▶ The request: Reproduce the listing below character for character; drop every image.
----- Records provided -----
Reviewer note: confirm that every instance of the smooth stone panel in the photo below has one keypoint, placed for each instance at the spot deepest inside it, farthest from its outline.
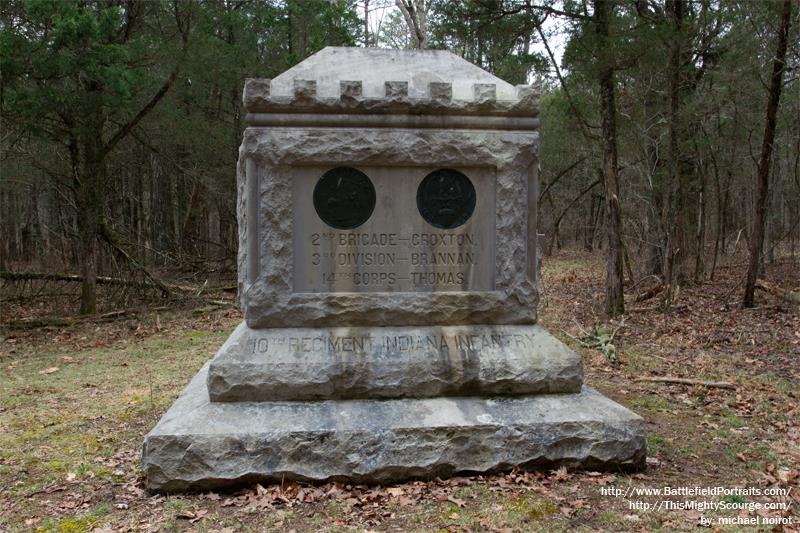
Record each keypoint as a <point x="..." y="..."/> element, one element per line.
<point x="202" y="445"/>
<point x="395" y="250"/>
<point x="268" y="165"/>
<point x="391" y="362"/>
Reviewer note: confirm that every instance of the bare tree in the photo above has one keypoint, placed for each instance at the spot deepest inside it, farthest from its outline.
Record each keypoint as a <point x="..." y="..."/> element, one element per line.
<point x="776" y="83"/>
<point x="417" y="19"/>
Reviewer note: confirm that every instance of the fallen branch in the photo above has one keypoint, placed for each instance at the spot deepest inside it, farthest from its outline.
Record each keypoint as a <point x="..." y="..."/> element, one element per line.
<point x="783" y="294"/>
<point x="51" y="276"/>
<point x="657" y="307"/>
<point x="650" y="293"/>
<point x="111" y="316"/>
<point x="687" y="381"/>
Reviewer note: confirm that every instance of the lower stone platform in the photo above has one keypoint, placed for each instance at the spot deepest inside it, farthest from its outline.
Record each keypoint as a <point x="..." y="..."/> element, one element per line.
<point x="201" y="445"/>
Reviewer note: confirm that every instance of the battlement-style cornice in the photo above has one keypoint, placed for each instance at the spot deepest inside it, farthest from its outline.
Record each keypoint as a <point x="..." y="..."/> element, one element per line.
<point x="260" y="98"/>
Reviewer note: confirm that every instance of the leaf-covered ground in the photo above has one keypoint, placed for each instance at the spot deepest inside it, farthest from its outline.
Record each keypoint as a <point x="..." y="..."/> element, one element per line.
<point x="76" y="401"/>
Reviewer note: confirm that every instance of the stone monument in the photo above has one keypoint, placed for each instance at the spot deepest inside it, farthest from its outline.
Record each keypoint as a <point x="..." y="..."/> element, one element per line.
<point x="388" y="279"/>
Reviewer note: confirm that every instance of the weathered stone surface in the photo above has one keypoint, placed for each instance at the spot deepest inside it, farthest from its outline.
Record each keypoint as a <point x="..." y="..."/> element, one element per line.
<point x="346" y="363"/>
<point x="430" y="82"/>
<point x="266" y="255"/>
<point x="375" y="66"/>
<point x="200" y="445"/>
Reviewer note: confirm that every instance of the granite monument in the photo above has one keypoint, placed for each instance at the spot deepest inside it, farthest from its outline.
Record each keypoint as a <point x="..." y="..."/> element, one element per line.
<point x="388" y="278"/>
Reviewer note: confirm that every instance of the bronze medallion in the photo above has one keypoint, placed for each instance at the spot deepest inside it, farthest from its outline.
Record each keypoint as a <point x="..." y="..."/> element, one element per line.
<point x="446" y="198"/>
<point x="344" y="198"/>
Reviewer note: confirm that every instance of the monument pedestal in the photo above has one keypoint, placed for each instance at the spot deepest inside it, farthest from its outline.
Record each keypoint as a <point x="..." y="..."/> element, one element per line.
<point x="201" y="444"/>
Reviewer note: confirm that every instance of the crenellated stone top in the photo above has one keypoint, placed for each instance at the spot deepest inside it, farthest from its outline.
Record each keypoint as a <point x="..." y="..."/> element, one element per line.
<point x="378" y="81"/>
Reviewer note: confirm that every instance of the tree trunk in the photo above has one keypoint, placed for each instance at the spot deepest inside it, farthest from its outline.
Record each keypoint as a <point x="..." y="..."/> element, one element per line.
<point x="89" y="204"/>
<point x="615" y="302"/>
<point x="674" y="223"/>
<point x="776" y="83"/>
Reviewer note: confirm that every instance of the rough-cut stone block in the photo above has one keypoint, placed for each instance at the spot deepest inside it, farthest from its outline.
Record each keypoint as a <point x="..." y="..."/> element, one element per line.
<point x="256" y="92"/>
<point x="402" y="362"/>
<point x="305" y="90"/>
<point x="266" y="252"/>
<point x="484" y="92"/>
<point x="350" y="89"/>
<point x="527" y="92"/>
<point x="396" y="90"/>
<point x="201" y="445"/>
<point x="440" y="91"/>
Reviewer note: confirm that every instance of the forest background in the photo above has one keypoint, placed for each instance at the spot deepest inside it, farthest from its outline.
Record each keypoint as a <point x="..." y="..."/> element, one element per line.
<point x="670" y="135"/>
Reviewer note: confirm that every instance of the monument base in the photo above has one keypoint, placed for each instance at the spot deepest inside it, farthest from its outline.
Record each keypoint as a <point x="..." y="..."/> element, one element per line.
<point x="202" y="445"/>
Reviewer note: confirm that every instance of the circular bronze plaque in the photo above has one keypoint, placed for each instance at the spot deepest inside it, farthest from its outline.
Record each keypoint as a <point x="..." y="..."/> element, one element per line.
<point x="446" y="198"/>
<point x="344" y="198"/>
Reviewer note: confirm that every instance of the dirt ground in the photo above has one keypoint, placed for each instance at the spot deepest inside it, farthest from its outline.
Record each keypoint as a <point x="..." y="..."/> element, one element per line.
<point x="77" y="399"/>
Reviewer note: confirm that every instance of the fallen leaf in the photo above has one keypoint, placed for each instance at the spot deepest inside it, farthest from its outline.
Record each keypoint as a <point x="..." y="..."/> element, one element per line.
<point x="460" y="503"/>
<point x="199" y="515"/>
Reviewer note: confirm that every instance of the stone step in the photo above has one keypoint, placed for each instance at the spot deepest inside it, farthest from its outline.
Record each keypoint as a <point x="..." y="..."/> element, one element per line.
<point x="391" y="362"/>
<point x="203" y="445"/>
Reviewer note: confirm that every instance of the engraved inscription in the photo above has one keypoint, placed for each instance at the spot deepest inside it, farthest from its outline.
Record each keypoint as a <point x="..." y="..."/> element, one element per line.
<point x="396" y="249"/>
<point x="386" y="344"/>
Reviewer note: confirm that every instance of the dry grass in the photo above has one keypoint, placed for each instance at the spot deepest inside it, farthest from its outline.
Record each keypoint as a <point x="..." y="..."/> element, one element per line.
<point x="70" y="438"/>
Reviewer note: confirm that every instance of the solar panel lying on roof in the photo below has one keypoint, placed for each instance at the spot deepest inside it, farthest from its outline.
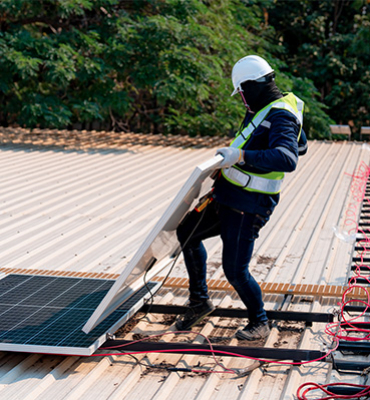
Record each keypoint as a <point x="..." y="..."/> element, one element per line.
<point x="45" y="314"/>
<point x="160" y="246"/>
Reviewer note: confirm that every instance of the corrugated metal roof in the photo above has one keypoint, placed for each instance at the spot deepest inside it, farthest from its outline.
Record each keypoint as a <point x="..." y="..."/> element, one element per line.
<point x="86" y="205"/>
-----
▶ Response to the exercise:
Reviewer note: confirm that every instance of the smooth stone panel in the photo below has one keypoint, placed for each instance at the spot deepest inside it, farthest from its outline.
Record each keypoint as a <point x="..." y="..."/> element, one element per line.
<point x="202" y="445"/>
<point x="395" y="250"/>
<point x="268" y="165"/>
<point x="391" y="362"/>
Reviewer note: confirm that every instance of the bare tree in the photo above has one keypoint, placed for each instance at the spot deepest inside it, farthest from its outline.
Record each keypoint as a <point x="..." y="..."/> element, one element per line.
<point x="776" y="83"/>
<point x="417" y="19"/>
Reviewer note: confirm that every instance of the fallen branch in the photo above has one keypoint, placed for each instance at the spot deepest inside it, farthest from its outline.
Record each keypoint as a <point x="..." y="..."/> element, one element per line.
<point x="783" y="294"/>
<point x="51" y="276"/>
<point x="657" y="307"/>
<point x="650" y="293"/>
<point x="111" y="316"/>
<point x="687" y="381"/>
Reviewer note: confirm that every instance of the lower stone platform in the photo above has one keypoint, placed for each instance at the spot deepest inside it, farthest from its outline.
Record each keypoint as a <point x="..." y="..."/> element, one element per line.
<point x="201" y="445"/>
Reviewer note: confirm that every instance of the battlement-style cornice in the photo above has one keypoint, placed for each instance at the spot deepest inside it, farthest from its outline.
Record each keypoint as a <point x="..." y="..."/> element, one element per line.
<point x="260" y="98"/>
Reviewer note: confirm that every instance of the leaf-covered ground in the photo above has one keypoint, placed for each instance at the spot deepest inside it, farthest from its outline.
Record each keypoint as a <point x="..." y="..."/> element, one element per line.
<point x="76" y="401"/>
Reviewer note: confirm that every instance of the stone monument in the photo above has one keypoint, placed for each instance at the spot deepest inside it, farthest from its outline.
Record each keypoint as a <point x="..." y="..."/> element, one element per line.
<point x="388" y="279"/>
Reviewer note: confirm that every instance of the weathered stone surface in the photo above has one keypoint, placed for each instance at the spot deepest inside it, farthest from its outline.
Record each keypoint as a <point x="..." y="..."/> element, one element per line.
<point x="346" y="363"/>
<point x="430" y="82"/>
<point x="266" y="255"/>
<point x="375" y="66"/>
<point x="200" y="445"/>
Reviewer note: confirm that every instance of the granite monument in the photo above has one keypoint, placed for each instance at the spot deepest inside it, farthest from its outline.
Record each keypoint as a <point x="..." y="..."/> element, one element per line.
<point x="388" y="278"/>
Reviewer note: confirm that every instance of the bronze medallion in the photo above has one keypoint, placed for each instance at the spot deepest inside it, farthest from its outline.
Record each keypoint as a <point x="..." y="..."/> element, one element per line.
<point x="446" y="198"/>
<point x="344" y="198"/>
Reviewer note: confirm that every instance of the monument pedestal in the photo above has one keypoint, placed for each instance at the spot deepest inside it, farthest from its outline.
Record each keypoint as a <point x="..." y="..."/> element, one element per line.
<point x="201" y="444"/>
Reviewer note: confirm that every instance of the crenellated stone top in the photo above has one keypoint, placed for each instance at the spot deepest inside it, farthest from its outline.
Record each keypoint as a <point x="..." y="..."/> element, one element per line.
<point x="378" y="81"/>
Reviewer note: confirm that every instance of the tree trunk in the photo above has one keypoint, placed for each instance at the spot deepest inside it, farthest from its outline.
Record each keypoint as a <point x="..." y="..."/> element, one element per line.
<point x="89" y="204"/>
<point x="615" y="302"/>
<point x="674" y="223"/>
<point x="776" y="83"/>
Reviewer note: confirm that every instance of the rough-cut stone block in the photo above has one keypoint, placed for each instance at the spot deepest inside it, farthest from its outline.
Record each keypoint as a <point x="..." y="..."/> element, one element per line.
<point x="256" y="92"/>
<point x="402" y="362"/>
<point x="305" y="90"/>
<point x="266" y="252"/>
<point x="484" y="92"/>
<point x="350" y="89"/>
<point x="527" y="92"/>
<point x="396" y="90"/>
<point x="201" y="445"/>
<point x="440" y="91"/>
Reviewer note: confirm that every instance of the forest background in the photo above has one keypoint, placed for each instance at the spot deepest inside it, farthest from its outline.
Record each keypoint as a <point x="..." y="..."/> element, one element per line.
<point x="670" y="135"/>
Reviewer note: confirm that every instance of the monument base in the photo above has one keypoint, placed for each instance at the spot deepest inside it, farthest from its outline.
Record each keypoint as a <point x="..." y="..."/> element, one element per line.
<point x="202" y="445"/>
Reviewer note: confirm that every instance of the circular bronze plaque in the photo above has one keypoint, placed for each instance at the spot deepest inside it, farthest from its outline.
Record each keypoint as a <point x="..." y="..."/> element, one element per line.
<point x="446" y="198"/>
<point x="344" y="198"/>
Reviewer note: confirm that every instance of the dirt ground in the photo above has one keypoint, placed for each instance at the spot deepest inside it, farthest from its outline.
Record each keypoint as a <point x="..." y="..."/> element, one element per line.
<point x="77" y="399"/>
Reviewer note: confirm that every instance of the fallen leaf in the photo above has one keypoint, placed for each instance at the spot deepest inside it, farthest from its outline.
Record each keypoint as a <point x="..." y="..."/> element, one element per line.
<point x="460" y="503"/>
<point x="199" y="515"/>
Reviewer note: confirm that every instance of the stone step in the photo above has one keypoint, placed for each instance at the spot deepest inside it, farthest from its outline.
Record each keypoint as a <point x="..." y="..."/> element, one element per line.
<point x="391" y="362"/>
<point x="203" y="445"/>
Reviewer note: confirm that every instance of the engraved inscription in the photo above has one keypoint, placed for each instance at the spot deepest inside it, farthest from its outline.
Record each keypoint as a <point x="..." y="..."/> element, one element per line.
<point x="396" y="249"/>
<point x="386" y="344"/>
Reviewer note: confirm that every instance of the dry grass in the photo above has one keypoint, placed for each instance at the spot deepest inside it, farthest from its outline.
Record each keypoint as a <point x="..." y="..."/> element, one element per line.
<point x="70" y="438"/>
Reviewer note: confirm that every instance of the solar panel lying on roof in the photo below has one keypoint, placed for each instance at the spot deepest inside it, farthest from its outline.
Record each keypoint as a <point x="..." y="..."/> element, one element per line.
<point x="45" y="314"/>
<point x="160" y="246"/>
Reviewer note: confirm that every instance of the corrugated metal roof in the photo above has one keypoint, placed for each instance at the spot deepest inside it, farthest from its outline.
Record each keypoint as a <point x="..." y="..."/> element, one element per line.
<point x="86" y="205"/>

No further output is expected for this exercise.